## TASK REQUIREMENTS
Show every line below where "shirt" can be found.
━━━━━━━━━━
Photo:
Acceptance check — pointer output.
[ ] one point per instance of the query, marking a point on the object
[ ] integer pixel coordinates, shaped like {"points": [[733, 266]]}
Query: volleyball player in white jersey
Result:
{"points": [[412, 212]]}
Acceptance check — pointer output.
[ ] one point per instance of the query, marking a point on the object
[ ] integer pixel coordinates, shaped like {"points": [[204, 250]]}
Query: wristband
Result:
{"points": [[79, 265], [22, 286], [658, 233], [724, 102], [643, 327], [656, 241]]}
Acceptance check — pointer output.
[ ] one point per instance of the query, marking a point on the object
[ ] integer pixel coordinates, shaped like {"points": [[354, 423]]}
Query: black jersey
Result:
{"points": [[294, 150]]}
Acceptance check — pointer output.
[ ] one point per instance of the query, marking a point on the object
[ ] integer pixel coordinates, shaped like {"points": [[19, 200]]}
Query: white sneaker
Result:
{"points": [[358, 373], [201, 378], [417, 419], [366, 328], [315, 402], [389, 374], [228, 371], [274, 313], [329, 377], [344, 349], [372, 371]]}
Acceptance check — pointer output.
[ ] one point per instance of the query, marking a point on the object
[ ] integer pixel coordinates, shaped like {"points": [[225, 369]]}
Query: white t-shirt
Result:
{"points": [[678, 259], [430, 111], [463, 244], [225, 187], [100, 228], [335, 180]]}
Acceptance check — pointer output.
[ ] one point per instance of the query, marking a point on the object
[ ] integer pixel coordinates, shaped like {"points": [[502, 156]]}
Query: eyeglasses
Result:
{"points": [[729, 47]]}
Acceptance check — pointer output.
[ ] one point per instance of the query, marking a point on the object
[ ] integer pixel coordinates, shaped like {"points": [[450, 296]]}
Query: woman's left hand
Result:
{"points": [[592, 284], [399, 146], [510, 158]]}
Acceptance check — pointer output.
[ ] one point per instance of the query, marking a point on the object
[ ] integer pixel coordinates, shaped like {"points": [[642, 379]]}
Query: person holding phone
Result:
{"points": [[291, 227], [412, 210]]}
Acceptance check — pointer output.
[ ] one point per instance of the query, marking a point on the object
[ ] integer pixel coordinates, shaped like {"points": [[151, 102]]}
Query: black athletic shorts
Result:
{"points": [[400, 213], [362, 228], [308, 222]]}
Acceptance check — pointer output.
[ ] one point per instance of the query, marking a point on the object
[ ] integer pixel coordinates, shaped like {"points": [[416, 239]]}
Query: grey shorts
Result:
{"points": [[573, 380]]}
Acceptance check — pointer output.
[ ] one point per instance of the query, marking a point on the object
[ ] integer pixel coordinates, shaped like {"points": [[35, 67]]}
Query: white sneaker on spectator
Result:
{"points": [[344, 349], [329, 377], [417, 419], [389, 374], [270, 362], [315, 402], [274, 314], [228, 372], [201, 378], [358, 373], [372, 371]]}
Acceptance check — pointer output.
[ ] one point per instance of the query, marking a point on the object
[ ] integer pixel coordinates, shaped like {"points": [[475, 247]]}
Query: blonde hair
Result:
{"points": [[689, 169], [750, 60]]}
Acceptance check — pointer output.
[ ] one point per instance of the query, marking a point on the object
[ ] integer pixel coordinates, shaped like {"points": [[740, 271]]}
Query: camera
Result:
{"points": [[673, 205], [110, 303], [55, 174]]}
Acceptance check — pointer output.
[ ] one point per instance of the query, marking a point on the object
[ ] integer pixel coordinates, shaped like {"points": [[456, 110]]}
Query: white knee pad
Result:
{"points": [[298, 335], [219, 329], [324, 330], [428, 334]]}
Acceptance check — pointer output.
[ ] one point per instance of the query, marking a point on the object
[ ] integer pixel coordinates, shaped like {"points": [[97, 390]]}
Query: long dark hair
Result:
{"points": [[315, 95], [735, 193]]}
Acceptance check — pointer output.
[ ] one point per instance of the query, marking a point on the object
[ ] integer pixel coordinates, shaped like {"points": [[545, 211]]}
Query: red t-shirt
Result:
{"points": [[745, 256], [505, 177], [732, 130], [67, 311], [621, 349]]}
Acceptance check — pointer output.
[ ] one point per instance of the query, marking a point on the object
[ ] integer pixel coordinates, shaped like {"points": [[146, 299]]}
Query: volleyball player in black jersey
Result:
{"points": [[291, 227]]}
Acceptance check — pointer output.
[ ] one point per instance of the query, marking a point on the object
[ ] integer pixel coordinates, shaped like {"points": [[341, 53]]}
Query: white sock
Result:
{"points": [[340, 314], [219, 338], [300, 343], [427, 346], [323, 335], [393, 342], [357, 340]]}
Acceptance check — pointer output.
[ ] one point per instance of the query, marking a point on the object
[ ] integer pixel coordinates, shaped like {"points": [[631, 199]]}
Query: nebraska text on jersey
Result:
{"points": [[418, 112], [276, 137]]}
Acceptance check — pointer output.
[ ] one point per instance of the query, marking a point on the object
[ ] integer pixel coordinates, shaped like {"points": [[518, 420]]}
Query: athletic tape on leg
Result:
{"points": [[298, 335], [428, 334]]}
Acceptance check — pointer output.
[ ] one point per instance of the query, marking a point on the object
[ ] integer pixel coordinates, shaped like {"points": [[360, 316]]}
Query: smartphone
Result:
━━━━━━━━━━
## RESPONSE AREA
Query: white t-shirt
Query: red t-shirt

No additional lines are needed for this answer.